> **Source excerpt**:
________________________

The NEU was one of four teaching unions to accept the offer. The National Association of Schoolteachers/Union of Women Teachers (the NASUWT) arguably performed even worse during this pay dispute – they balloted their members for strike action late last year and, despite the ballot returning a 90% vote in favour of strike action, the vote fell foul of anti-trade union laws because only 42% of members returned their papers. All in all, the conclusion of the teachers’ strike can only be viewed as yet another trade union collapse in a period of collapses in teaching, the Royal Mail and the NHS.

To refresh our memories, on 11th July the Communication Workers Union announced that their members had voted to accept a below-inflation pay rise and degradation of attendance policies after the CWU bureaucracy failed to call the union’s members out for a single day of strike action in 2023, despite them sacrificing considerable amounts of money in strike action taken from May 2022 until the end of that year. Within days of the CWU’s collapse being confirmed, Royal Mail leapt into action against its members, extending attendance reviews by six months while the union scrambled around trying to reassure the membership that it could workshop its way out of the quagmire it had willingly leapt feet-first into. It also meant that CWU members who were suspended, disciplined, or both as a result of trumped-up charges brought by Royal Mail for alleged misconduct would only have their case reviewed, not dropped.

________________________

> **Data**:
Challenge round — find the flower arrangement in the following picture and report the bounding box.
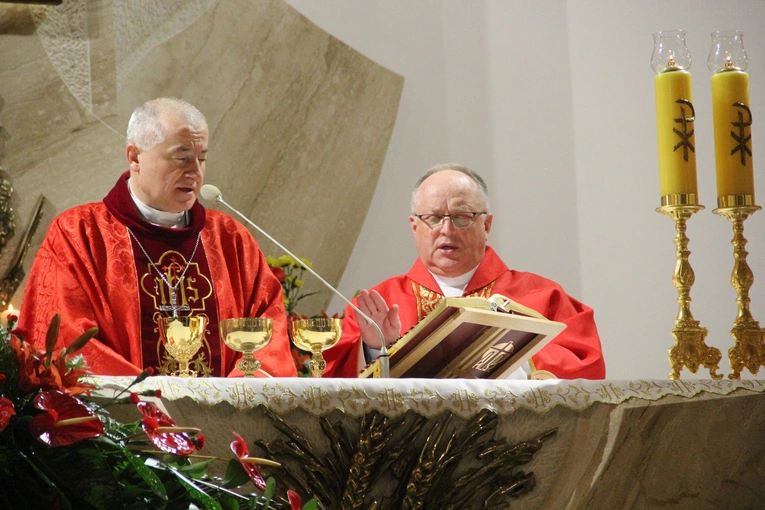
[266,255,317,317]
[266,255,339,377]
[0,315,318,510]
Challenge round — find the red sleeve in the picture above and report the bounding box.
[19,209,141,375]
[495,271,606,379]
[324,275,417,377]
[202,210,297,377]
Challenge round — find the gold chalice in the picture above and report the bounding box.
[159,317,207,377]
[220,317,274,377]
[291,318,340,377]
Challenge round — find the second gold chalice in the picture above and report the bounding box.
[159,317,207,377]
[220,317,274,377]
[291,318,341,377]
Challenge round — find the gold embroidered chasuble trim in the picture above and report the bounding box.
[139,245,213,377]
[412,280,496,321]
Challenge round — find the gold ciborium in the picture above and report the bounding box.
[159,317,207,377]
[291,318,340,377]
[220,317,274,377]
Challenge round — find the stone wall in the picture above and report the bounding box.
[0,0,403,313]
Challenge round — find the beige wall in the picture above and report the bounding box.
[0,0,403,314]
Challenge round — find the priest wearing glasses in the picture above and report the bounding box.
[324,164,606,379]
[19,98,296,377]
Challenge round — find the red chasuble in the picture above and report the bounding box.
[19,172,296,376]
[324,246,606,379]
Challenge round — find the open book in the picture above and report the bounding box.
[359,294,566,379]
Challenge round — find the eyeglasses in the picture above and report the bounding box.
[415,211,488,228]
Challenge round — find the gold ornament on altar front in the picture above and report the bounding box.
[159,317,207,377]
[290,318,341,378]
[220,317,274,377]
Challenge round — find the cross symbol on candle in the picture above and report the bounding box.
[730,103,752,166]
[672,99,696,161]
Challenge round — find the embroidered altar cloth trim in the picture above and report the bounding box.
[93,376,765,418]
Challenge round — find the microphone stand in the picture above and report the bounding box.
[202,184,390,378]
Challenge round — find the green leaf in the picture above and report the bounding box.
[122,449,167,501]
[170,468,223,510]
[18,451,72,510]
[45,314,61,367]
[263,476,276,502]
[218,493,240,510]
[178,459,215,480]
[223,459,250,489]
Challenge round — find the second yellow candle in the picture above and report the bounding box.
[712,70,754,200]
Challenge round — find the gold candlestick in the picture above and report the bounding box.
[656,193,722,379]
[712,195,765,379]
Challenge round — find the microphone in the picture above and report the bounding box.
[200,184,390,378]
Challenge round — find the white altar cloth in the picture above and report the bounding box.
[94,377,765,418]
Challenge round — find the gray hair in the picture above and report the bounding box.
[127,97,207,151]
[409,163,490,214]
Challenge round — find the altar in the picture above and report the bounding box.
[99,377,765,509]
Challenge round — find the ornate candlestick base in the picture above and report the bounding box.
[712,197,765,379]
[656,195,722,379]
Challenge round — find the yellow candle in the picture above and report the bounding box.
[654,69,698,199]
[712,70,754,199]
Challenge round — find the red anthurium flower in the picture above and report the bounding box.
[48,356,96,397]
[268,266,287,282]
[0,396,16,432]
[231,432,266,491]
[137,402,196,457]
[29,390,104,446]
[287,489,303,510]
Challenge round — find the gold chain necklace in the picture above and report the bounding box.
[128,227,202,317]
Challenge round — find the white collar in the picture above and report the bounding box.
[430,266,478,297]
[127,179,189,228]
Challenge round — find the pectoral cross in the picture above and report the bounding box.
[159,287,191,317]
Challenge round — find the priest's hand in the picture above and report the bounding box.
[356,290,401,349]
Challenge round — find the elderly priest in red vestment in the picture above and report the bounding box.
[324,164,606,379]
[19,98,297,376]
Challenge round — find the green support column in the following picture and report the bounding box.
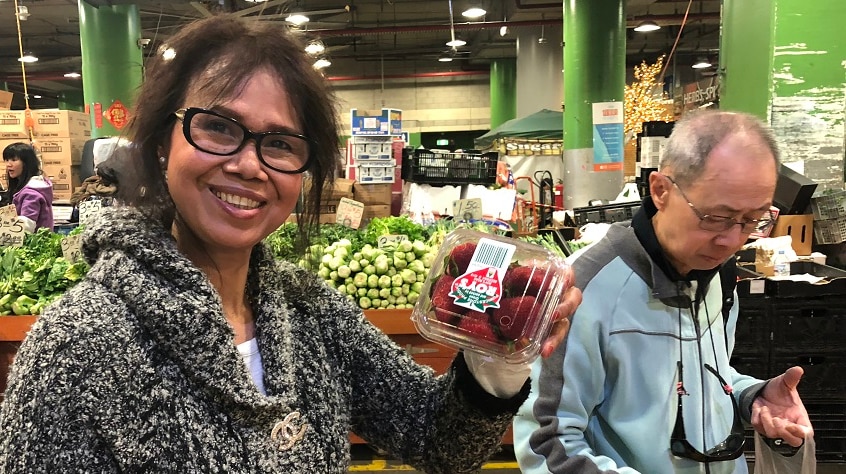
[79,0,144,138]
[720,0,846,191]
[720,0,775,120]
[564,0,626,208]
[490,58,517,129]
[59,91,85,112]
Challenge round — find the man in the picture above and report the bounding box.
[514,111,811,474]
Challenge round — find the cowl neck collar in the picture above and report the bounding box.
[83,207,295,421]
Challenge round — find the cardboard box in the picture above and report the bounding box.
[0,110,29,141]
[770,214,814,255]
[361,204,391,225]
[32,110,91,140]
[0,91,14,110]
[353,182,392,204]
[42,165,80,202]
[34,138,86,167]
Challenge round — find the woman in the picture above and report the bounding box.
[3,142,53,233]
[0,17,580,473]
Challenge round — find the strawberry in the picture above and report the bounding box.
[458,311,497,341]
[431,274,467,324]
[502,266,546,296]
[444,242,476,277]
[493,296,540,340]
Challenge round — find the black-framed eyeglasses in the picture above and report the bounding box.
[670,361,746,463]
[173,107,312,174]
[664,175,775,234]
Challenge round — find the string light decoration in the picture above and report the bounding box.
[623,55,673,141]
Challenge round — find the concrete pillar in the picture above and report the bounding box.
[490,58,517,129]
[79,0,143,138]
[563,0,626,209]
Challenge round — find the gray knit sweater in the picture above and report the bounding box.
[0,208,528,474]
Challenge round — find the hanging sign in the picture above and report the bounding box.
[105,99,129,130]
[94,102,103,128]
[0,204,26,247]
[593,102,624,171]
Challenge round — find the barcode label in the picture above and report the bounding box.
[469,238,516,271]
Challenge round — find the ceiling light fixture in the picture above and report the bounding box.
[314,58,332,69]
[17,5,29,21]
[285,12,308,26]
[306,40,326,56]
[461,5,488,18]
[18,52,38,63]
[634,20,661,33]
[690,56,711,69]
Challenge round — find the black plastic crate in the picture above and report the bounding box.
[573,201,641,226]
[734,298,772,352]
[772,298,846,354]
[770,352,846,402]
[403,149,499,185]
[729,350,770,380]
[803,400,846,461]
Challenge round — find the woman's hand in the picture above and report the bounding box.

________________________

> **Tasks and exercises**:
1/ According to the union-dispute excerpt, why did the NASUWT strike ballot fail even though most votes favored strike action?
2/ For each statement, answer yes or no depending on whether the union-dispute excerpt agrees with it, and quote the deciding words.
(a) The NEU was the only teaching union to accept the offer.
(b) The NASUWT ballot returned a 90% vote in favor of strike action.
(c) CWU members facing misconduct charges from Royal Mail would have their cases dropped.

> **Exercise responses**:
1/ The ballot fell foul of anti-trade union laws because only 42% of members returned their papers.

2/
(a) No: "The NEU was one of four teaching unions to accept the offer."
(b) Yes: "despite the ballot returning a 90% vote in favour of strike action"
(c) No: "would only have their case reviewed, not dropped"